THE DATA:
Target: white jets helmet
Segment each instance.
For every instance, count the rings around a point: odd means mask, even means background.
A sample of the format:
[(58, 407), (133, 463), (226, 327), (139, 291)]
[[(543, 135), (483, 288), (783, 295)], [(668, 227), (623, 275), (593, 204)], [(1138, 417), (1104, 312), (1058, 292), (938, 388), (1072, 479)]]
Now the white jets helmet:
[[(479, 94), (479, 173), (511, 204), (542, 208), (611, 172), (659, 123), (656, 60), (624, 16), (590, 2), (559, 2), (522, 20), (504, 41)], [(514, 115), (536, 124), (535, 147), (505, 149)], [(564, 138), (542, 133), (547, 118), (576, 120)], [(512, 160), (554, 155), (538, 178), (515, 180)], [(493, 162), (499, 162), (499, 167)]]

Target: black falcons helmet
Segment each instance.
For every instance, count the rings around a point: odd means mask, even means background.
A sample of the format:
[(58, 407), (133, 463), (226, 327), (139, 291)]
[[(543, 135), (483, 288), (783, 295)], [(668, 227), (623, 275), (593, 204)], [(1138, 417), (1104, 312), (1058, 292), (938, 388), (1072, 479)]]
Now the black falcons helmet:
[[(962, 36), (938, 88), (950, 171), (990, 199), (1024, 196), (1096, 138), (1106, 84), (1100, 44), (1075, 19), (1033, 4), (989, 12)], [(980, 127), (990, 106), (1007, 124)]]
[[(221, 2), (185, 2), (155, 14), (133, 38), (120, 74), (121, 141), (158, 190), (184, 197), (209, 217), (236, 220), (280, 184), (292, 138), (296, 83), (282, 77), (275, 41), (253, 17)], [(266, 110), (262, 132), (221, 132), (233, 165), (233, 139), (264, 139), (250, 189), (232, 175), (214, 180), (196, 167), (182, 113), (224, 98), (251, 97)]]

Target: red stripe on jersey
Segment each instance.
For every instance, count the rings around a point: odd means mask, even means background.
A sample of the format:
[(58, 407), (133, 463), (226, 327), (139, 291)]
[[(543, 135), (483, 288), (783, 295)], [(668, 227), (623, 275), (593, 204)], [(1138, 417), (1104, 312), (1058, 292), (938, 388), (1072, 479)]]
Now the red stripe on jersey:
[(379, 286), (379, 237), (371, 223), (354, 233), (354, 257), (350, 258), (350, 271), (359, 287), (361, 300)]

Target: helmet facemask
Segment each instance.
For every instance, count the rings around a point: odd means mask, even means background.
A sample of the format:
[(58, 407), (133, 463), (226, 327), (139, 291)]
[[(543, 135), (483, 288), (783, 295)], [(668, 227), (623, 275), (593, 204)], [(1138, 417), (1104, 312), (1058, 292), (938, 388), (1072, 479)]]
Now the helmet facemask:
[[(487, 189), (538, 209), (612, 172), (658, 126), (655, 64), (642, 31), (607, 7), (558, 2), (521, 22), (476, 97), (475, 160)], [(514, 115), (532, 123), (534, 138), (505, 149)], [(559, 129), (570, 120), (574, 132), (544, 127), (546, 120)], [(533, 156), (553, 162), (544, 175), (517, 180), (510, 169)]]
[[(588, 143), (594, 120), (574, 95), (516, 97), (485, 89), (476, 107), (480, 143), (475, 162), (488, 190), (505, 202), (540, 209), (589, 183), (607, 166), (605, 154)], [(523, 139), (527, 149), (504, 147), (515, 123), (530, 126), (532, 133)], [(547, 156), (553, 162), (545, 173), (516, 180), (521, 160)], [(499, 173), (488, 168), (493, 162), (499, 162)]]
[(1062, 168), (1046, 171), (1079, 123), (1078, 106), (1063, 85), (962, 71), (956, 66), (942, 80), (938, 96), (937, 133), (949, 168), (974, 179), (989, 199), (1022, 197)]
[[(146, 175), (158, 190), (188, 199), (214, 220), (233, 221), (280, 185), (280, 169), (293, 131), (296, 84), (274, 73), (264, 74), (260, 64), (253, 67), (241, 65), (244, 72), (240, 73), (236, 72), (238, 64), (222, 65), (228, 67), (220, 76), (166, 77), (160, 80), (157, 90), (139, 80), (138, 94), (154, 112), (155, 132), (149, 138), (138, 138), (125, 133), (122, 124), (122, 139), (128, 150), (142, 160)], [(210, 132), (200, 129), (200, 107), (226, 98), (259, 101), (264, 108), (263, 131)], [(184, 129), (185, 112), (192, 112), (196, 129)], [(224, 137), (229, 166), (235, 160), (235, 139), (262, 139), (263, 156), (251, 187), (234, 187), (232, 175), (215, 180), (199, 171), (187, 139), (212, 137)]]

TASK DETAILS: Reproduce everything from the start of the rows through the line containing "162), (499, 167)]]", inclusive, requests included, and rescale the coordinates in the answers by multiplying each one by 0.3 and rounding to a whole number, with halves rounded up. Leave the numbers in the requests and their format samples unchanged.

RESULT OF THE EXERCISE:
Target: white jets helmet
Segment each instance.
For every instance, count the rings around a point: odd means mask, even means background.
A sample of the format:
[(58, 407), (133, 463), (226, 327), (139, 291)]
[[(543, 135), (483, 288), (783, 295)], [(668, 227), (623, 275), (593, 204)], [(1138, 417), (1104, 312), (1058, 292), (938, 388), (1072, 479)]]
Now the white jets helmet:
[[(144, 28), (144, 52), (153, 61), (163, 62), (183, 52), (198, 37), (197, 18), (187, 5), (177, 1), (168, 1), (157, 6), (151, 12)], [(154, 35), (161, 37), (161, 44), (152, 45)], [(169, 41), (163, 40), (164, 35), (173, 36)], [(154, 48), (166, 47), (161, 53), (155, 54)], [(148, 49), (150, 49), (150, 50)]]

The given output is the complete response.